═══ Passage given

Cartesian Products, Duoprisms, and Tesseractic Checkerboards

Written June 17, 2020.

Summary

In this article, we first introduce Cartesian products. We then mention duoprisms, which are the Cartesian product of two polygons, and end with an application to producing full opposite checkerboard patterns on four-dimensional n^4 (tesseractic) twisty puzzles.

Cartesian Products

A Cartesian product is an operation on two sets. Given two sets \(A\) and \(B\), the Cartesian product is defined as follows:

\[A \times B = \{(a, b) : a \in A, b \in B\}\]

In other words, the Cartesian product of two sets \(A\) and \(B\) is a set containing all 2-tuple elements of the form \((a, b)\), where \(a\) is an element in \(A\) and \(b\) is an element in \(B\).

Thus, the Cartesian product of two finite sets \(A\) and \(B\), of sizes \(S_A\) and \(S_B\) respectively, is a new set \(A \times B\) of size \(S_AS_B\).

A geometric way of interpreting a Cartesian product of two polytopes \(A\) and \(B\) is to imagine the following: hold a pen, but imagine the nib is in the shape of \(A\). That is, as soon as the nib touches the paper, a copy of polytope \(A\) appears. Then, imagine drawing polytope \(B\) using this nib, but in directions perpendicular to those of the nib. The end result represents \(A \times B\). If \(A\) is of dimension \(d_A\), and \(B\) is of dimension \(d_B\), then the dimension of the new polytope is \(d_A + d_B\).

══════
═══ Given information

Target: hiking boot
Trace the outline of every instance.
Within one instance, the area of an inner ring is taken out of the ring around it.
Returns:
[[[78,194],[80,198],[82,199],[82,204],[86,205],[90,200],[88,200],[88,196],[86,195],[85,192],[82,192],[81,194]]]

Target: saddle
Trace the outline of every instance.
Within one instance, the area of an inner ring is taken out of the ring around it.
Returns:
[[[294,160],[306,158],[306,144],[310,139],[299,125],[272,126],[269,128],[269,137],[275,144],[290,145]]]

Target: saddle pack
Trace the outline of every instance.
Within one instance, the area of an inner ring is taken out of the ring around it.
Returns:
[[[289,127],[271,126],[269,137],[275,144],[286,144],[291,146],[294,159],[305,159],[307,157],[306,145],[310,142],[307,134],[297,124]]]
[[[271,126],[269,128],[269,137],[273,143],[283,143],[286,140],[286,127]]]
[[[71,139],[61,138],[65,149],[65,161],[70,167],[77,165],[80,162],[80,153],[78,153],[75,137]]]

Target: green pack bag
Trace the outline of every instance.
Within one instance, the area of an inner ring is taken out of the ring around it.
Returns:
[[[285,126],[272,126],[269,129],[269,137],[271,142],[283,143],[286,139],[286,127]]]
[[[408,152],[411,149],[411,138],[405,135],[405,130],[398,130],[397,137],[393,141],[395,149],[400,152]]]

══════
═══ Given information

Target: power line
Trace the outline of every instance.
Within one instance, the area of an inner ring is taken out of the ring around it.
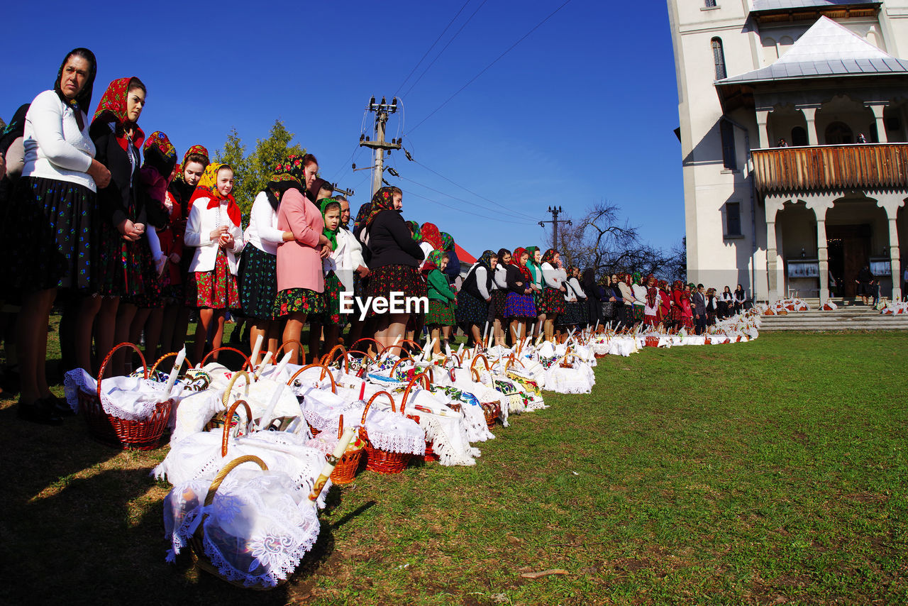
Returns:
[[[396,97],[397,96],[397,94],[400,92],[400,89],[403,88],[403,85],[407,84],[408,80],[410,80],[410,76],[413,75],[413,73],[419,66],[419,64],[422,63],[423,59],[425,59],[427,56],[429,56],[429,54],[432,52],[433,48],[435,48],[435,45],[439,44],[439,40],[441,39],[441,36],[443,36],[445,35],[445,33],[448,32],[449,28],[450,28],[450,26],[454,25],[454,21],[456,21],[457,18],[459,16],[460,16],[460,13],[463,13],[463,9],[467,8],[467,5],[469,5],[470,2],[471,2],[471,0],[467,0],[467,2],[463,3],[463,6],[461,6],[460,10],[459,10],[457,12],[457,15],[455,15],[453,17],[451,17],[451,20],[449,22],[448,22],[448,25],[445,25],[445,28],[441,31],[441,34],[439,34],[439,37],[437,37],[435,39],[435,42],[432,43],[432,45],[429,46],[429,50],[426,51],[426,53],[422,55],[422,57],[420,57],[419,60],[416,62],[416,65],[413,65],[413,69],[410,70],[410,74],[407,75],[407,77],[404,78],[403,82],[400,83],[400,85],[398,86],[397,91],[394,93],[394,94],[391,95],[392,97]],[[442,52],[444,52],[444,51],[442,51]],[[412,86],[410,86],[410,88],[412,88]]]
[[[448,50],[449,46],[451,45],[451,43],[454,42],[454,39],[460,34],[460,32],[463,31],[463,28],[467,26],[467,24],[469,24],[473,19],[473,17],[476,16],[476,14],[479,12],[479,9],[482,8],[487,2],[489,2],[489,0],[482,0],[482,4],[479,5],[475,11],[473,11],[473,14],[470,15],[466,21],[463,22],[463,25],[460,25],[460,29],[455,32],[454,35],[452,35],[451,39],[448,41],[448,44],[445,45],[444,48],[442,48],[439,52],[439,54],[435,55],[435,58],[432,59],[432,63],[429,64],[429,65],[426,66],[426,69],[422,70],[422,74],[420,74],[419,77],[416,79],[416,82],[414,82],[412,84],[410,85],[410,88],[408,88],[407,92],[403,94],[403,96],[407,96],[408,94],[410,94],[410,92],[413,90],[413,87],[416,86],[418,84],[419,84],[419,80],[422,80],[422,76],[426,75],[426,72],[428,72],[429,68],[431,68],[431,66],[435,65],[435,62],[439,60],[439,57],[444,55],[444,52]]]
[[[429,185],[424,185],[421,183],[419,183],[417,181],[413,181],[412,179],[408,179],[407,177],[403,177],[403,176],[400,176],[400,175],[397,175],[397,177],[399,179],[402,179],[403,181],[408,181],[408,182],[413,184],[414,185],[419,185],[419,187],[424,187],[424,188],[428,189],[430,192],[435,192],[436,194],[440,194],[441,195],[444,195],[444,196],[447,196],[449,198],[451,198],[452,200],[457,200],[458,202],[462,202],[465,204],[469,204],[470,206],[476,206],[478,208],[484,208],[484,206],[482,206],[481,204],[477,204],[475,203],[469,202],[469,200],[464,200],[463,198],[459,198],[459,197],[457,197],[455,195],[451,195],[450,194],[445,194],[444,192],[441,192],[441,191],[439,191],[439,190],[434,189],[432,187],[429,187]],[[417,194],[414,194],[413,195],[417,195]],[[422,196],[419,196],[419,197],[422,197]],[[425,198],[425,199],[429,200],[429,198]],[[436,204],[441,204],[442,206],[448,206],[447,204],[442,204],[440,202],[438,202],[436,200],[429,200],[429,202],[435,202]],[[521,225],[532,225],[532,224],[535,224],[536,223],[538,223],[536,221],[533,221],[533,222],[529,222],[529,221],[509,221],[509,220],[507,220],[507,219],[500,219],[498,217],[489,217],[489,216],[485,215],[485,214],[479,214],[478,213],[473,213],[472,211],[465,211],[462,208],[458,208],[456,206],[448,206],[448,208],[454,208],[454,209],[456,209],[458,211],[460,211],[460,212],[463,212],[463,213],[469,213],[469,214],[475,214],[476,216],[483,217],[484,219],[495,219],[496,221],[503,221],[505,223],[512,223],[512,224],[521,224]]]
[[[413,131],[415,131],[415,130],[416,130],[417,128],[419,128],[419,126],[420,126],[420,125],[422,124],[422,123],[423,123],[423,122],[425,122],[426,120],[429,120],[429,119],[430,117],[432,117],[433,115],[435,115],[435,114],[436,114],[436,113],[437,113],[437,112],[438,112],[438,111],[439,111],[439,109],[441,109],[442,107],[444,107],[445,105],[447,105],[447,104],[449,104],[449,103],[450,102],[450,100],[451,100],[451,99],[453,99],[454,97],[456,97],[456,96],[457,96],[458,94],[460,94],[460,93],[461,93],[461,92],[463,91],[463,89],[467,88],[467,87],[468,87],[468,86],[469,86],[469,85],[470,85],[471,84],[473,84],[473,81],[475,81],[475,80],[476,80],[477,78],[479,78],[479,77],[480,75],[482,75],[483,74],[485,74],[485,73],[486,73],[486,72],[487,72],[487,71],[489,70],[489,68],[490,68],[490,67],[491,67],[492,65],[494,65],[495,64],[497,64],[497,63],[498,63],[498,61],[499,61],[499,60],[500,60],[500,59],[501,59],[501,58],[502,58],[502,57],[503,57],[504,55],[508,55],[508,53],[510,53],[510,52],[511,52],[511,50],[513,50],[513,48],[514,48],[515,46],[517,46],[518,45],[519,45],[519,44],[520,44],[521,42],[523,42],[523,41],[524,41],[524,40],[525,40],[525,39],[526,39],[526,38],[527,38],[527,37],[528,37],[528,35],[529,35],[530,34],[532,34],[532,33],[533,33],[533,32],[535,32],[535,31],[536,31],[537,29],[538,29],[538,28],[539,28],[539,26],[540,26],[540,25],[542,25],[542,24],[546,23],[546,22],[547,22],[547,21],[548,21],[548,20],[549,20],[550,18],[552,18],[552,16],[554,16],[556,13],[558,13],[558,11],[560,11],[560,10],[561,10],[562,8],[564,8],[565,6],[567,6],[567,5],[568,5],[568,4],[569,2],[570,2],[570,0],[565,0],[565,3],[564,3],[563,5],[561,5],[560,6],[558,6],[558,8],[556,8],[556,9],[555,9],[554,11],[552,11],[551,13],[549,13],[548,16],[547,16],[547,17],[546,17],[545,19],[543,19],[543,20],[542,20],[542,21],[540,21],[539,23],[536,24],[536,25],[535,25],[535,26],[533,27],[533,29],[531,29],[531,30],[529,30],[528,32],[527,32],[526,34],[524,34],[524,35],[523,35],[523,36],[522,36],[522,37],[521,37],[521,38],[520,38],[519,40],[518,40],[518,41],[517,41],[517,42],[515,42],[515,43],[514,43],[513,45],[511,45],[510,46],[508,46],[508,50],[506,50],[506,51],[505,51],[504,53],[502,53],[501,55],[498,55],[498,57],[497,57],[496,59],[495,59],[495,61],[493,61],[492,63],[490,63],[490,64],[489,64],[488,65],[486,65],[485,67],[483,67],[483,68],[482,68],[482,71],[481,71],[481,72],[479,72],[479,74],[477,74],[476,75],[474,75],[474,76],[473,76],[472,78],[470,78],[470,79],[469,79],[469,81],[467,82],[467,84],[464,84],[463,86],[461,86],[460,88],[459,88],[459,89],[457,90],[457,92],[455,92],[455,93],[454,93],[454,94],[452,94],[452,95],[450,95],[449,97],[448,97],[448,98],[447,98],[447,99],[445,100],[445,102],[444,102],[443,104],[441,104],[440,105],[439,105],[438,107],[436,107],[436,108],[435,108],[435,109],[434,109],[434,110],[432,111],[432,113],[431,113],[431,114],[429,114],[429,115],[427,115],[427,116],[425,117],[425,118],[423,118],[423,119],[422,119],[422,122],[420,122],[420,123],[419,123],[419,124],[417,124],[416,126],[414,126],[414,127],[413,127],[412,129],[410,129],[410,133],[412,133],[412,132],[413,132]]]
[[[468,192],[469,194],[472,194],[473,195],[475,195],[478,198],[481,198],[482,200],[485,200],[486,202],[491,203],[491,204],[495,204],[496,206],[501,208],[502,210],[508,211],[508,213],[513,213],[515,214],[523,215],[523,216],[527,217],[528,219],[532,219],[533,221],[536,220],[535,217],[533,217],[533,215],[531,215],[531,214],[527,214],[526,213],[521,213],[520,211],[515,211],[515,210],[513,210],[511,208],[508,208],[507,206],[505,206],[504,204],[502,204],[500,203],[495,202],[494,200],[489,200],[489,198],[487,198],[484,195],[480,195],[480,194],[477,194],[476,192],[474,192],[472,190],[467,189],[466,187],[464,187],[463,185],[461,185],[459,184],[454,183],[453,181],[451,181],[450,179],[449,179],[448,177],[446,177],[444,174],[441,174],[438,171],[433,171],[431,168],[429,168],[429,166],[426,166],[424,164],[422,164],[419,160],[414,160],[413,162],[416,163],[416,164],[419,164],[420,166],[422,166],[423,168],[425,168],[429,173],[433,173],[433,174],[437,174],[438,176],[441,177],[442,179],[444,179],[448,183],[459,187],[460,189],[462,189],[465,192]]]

══════

__Direction__
Can you reproduce, word for word, the part of the Cartesian products article starting with "A Cartesian product is" and going on through "of size \(S_AS_B\)."?

__Result for this exercise__
A Cartesian product is an operation on two sets. Given two sets \(A\) and \(B\), the Cartesian product is defined as follows:

\[A \times B = \{(a, b) : a \in A, b \in B\}\]

In other words, the Cartesian product of two sets \(A\) and \(B\) is a set containing all 2-tuple elements of the form \((a, b)\), where \(a\) is an element in \(A\) and \(b\) is an element in \(B\).

Thus, the Cartesian product of two finite sets \(A\) and \(B\), of sizes \(S_A\) and \(S_B\) respectively, is a new set \(A \times B\) of size \(S_AS_B\).